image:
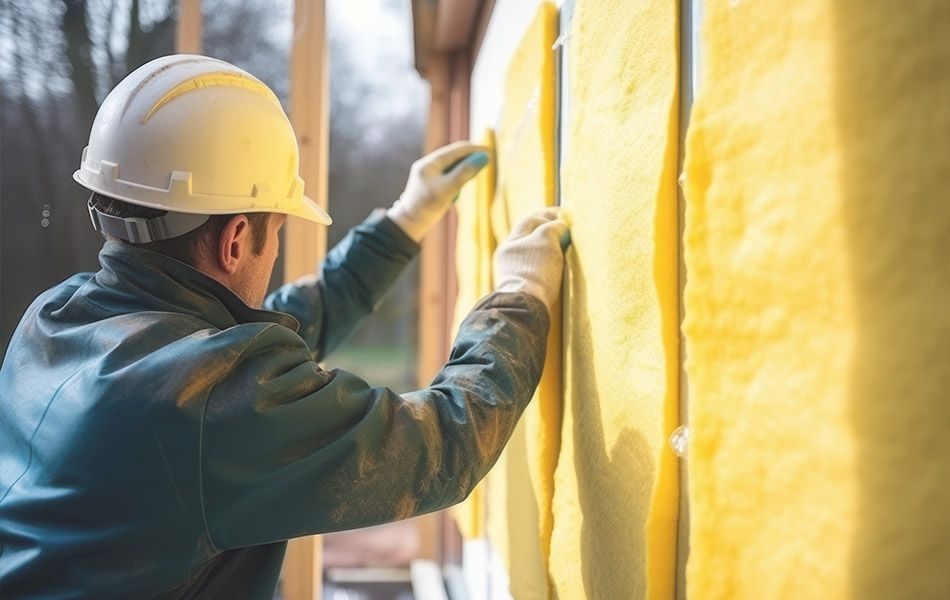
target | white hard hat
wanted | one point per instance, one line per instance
(196, 135)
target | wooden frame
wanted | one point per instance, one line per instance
(304, 242)
(188, 27)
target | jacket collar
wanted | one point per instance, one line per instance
(140, 279)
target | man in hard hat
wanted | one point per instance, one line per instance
(162, 435)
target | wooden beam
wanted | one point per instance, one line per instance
(433, 259)
(188, 27)
(304, 242)
(302, 577)
(454, 23)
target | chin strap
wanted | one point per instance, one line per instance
(143, 231)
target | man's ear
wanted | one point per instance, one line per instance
(234, 243)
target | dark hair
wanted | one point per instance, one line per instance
(184, 247)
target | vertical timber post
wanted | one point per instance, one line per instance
(304, 242)
(188, 27)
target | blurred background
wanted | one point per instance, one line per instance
(59, 59)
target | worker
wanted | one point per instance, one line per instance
(165, 428)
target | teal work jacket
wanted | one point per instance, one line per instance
(161, 439)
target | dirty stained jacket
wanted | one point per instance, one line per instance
(161, 439)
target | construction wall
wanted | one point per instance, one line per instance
(814, 322)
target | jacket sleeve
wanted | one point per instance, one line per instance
(353, 278)
(289, 449)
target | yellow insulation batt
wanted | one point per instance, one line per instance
(616, 483)
(818, 301)
(520, 487)
(475, 246)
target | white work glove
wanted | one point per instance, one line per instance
(531, 260)
(434, 182)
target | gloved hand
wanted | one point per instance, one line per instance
(434, 181)
(531, 260)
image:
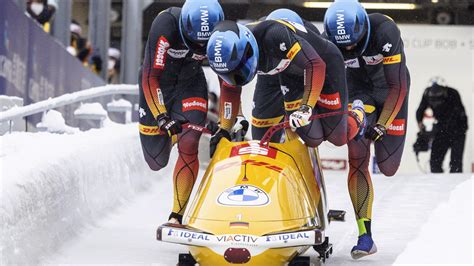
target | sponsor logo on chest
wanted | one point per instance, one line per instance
(341, 36)
(397, 128)
(160, 54)
(373, 59)
(177, 53)
(352, 63)
(195, 103)
(330, 101)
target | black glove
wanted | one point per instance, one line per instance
(376, 132)
(170, 126)
(216, 138)
(240, 128)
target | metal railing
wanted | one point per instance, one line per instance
(70, 98)
(66, 99)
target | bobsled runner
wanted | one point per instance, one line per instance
(258, 203)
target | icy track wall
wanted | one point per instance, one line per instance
(52, 185)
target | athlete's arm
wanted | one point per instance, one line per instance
(394, 65)
(314, 72)
(285, 44)
(229, 105)
(159, 40)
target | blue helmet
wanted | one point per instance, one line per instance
(285, 14)
(233, 53)
(346, 23)
(197, 21)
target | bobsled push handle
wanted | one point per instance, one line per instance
(272, 130)
(197, 128)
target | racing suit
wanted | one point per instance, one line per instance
(380, 78)
(172, 82)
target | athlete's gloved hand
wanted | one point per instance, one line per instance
(375, 132)
(242, 125)
(300, 118)
(221, 133)
(170, 126)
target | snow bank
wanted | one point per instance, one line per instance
(446, 237)
(54, 184)
(53, 122)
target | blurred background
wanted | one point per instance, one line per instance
(70, 154)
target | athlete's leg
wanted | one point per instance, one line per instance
(156, 147)
(359, 180)
(268, 107)
(457, 150)
(334, 98)
(389, 150)
(439, 148)
(191, 105)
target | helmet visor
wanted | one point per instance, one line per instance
(244, 71)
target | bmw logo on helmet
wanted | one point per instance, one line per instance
(197, 21)
(346, 23)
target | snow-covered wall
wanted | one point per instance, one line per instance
(52, 185)
(431, 50)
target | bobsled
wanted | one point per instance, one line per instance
(257, 204)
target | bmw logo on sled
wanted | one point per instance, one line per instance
(257, 204)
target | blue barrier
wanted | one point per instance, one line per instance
(33, 65)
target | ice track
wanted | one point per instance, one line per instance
(402, 210)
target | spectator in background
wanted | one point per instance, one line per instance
(113, 66)
(450, 130)
(42, 11)
(82, 49)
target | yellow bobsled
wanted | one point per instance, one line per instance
(256, 205)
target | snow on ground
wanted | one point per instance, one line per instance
(101, 205)
(52, 184)
(446, 237)
(403, 205)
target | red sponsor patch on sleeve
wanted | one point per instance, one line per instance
(194, 103)
(160, 55)
(330, 101)
(252, 148)
(397, 128)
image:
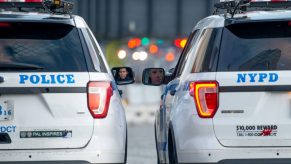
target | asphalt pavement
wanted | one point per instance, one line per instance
(141, 144)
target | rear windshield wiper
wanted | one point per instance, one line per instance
(18, 66)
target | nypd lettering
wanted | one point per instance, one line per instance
(47, 79)
(257, 77)
(7, 129)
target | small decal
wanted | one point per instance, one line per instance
(46, 134)
(256, 130)
(232, 111)
(7, 129)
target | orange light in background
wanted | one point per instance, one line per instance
(154, 49)
(137, 41)
(170, 56)
(183, 43)
(177, 42)
(131, 43)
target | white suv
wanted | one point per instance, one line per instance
(228, 100)
(58, 99)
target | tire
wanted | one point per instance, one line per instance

» Task instructions
Word for word, quote the full listing, omitting every picture.

» Solution
image:
target | white hard hat
wanted | one point per instance, one line per instance
(196, 135)
target | wooden frame
wanted | one point per instance, one line per instance
(304, 242)
(188, 27)
target | jacket collar
wanted | one point per instance, one line per instance
(140, 279)
target | man in hard hat
wanted | one point per instance, one line per instance
(162, 435)
target | wooden beam
wanted | one point per instance, one line per instance
(433, 259)
(188, 27)
(304, 242)
(302, 577)
(454, 23)
target | chin strap
wanted | one point per instance, one line per instance
(143, 231)
target | man's ear
wanted | one point per instance, one line per instance
(234, 243)
target | dark hair
wanted | one point per instance, one line per instance
(184, 247)
target | vertical timber post
wanted | one point per instance, one line per instance
(304, 242)
(188, 27)
target | blurred background
wanted | one point per instance, one line per instance
(59, 59)
target | worker
wanted | one point per instance, one line per instance
(165, 428)
target | teal work jacket
wanted | one point per instance, one line per instance
(161, 439)
target | dirty stained jacket
wanted | one point per instance, one line per instance
(161, 439)
target | construction wall
wanted | one point per instance, one line per instance
(814, 322)
target | jacket sleeve
wanted | one point per instance, one line per instance
(353, 278)
(289, 449)
target | yellow insulation batt
wanted | one point per instance, one line per instance
(616, 483)
(818, 301)
(520, 487)
(475, 246)
target | white work glove
wanted | one point per instance, one line per instance
(531, 260)
(434, 182)
target | gloved hand
wanted | one point per instance, one line per instance
(434, 181)
(531, 260)
image:
target | sponsor logo on chest
wanted | one point per instance, one line per instance
(341, 36)
(397, 128)
(160, 54)
(373, 59)
(177, 53)
(352, 63)
(195, 103)
(330, 101)
target | black glove
wanted | one point per instance, one line per instance
(376, 132)
(170, 126)
(216, 138)
(240, 128)
target | metal railing
wanted | one point per instance, one line per instance
(70, 98)
(66, 99)
target | bobsled runner
wanted | one point per instance, one line per instance
(258, 203)
target | icy track wall
wanted | one point per instance, one line per instance
(52, 185)
target | athlete's arm
wanted | one point per instance, one line per instance
(394, 65)
(314, 72)
(285, 44)
(229, 105)
(159, 40)
target | blue helmet
wanted | one point per instance, one line per instance
(285, 14)
(233, 53)
(346, 23)
(197, 21)
target | bobsled push handle
wanted | one point per instance, one line per instance
(272, 130)
(197, 128)
target | racing suit
wanted | one point per instance, one line per instance
(380, 78)
(172, 82)
target | athlete's gloved hand
wanted | one point per instance, one line per instance
(375, 132)
(242, 125)
(300, 118)
(221, 133)
(170, 126)
target | snow bank
wanted | one point per instance, one line per instance
(446, 237)
(54, 184)
(53, 122)
target | blurred background
wanted | one point per instance, one line per instance
(70, 154)
target | athlete's leg
wanted | one point per instance, one line per instance
(156, 147)
(359, 180)
(268, 107)
(457, 150)
(334, 98)
(389, 150)
(439, 148)
(191, 105)
target | helmet visor
wanted | one point per instance, one line per instance
(244, 71)
target | bmw logo on helmet
wanted | one point per instance, one line per instance
(197, 21)
(346, 23)
target | snow-covered wall
wanted | one point per instance, one line per instance
(52, 185)
(431, 50)
target | bobsled
wanted | one point per instance, one line per instance
(257, 204)
target | bmw logo on sled
wanted | one point per instance, one line per instance
(257, 204)
target | blue barrier
wanted | one point per instance, one line per instance
(33, 65)
target | ice track
wanted | one point per instance, one line per instance
(402, 210)
target | spectator in background
wanted | one point per instance, one line per instance
(113, 66)
(450, 130)
(42, 11)
(82, 49)
target | yellow bobsled
wanted | one point per instance, one line per instance
(256, 205)
target | snow on ground
wanted | one point per instance, one line per instance
(101, 205)
(52, 184)
(446, 237)
(403, 205)
target | red sponsor patch on sleeve
wanted | one point per instance, one line per instance
(194, 103)
(160, 55)
(330, 101)
(252, 148)
(397, 128)
image:
target | asphalt pavement
wanted | one point per instance, one line per instance
(141, 144)
target | rear windshield wiper
wanted | one point per instance, one line per instance
(18, 66)
target | nypd lettering
wanted | one point per instance, one line per instance
(47, 79)
(257, 77)
(7, 129)
target | small decal
wanted | one point per instance, one line per instance
(46, 134)
(256, 130)
(232, 111)
(7, 129)
target | orange light in background
wanted | one point per instance, one line per instance
(154, 49)
(137, 41)
(170, 56)
(183, 43)
(177, 42)
(131, 43)
target | white suv
wanted | one point per instance, one line per instance
(228, 100)
(58, 99)
target | tire
wanted | one point per instance, one line per instance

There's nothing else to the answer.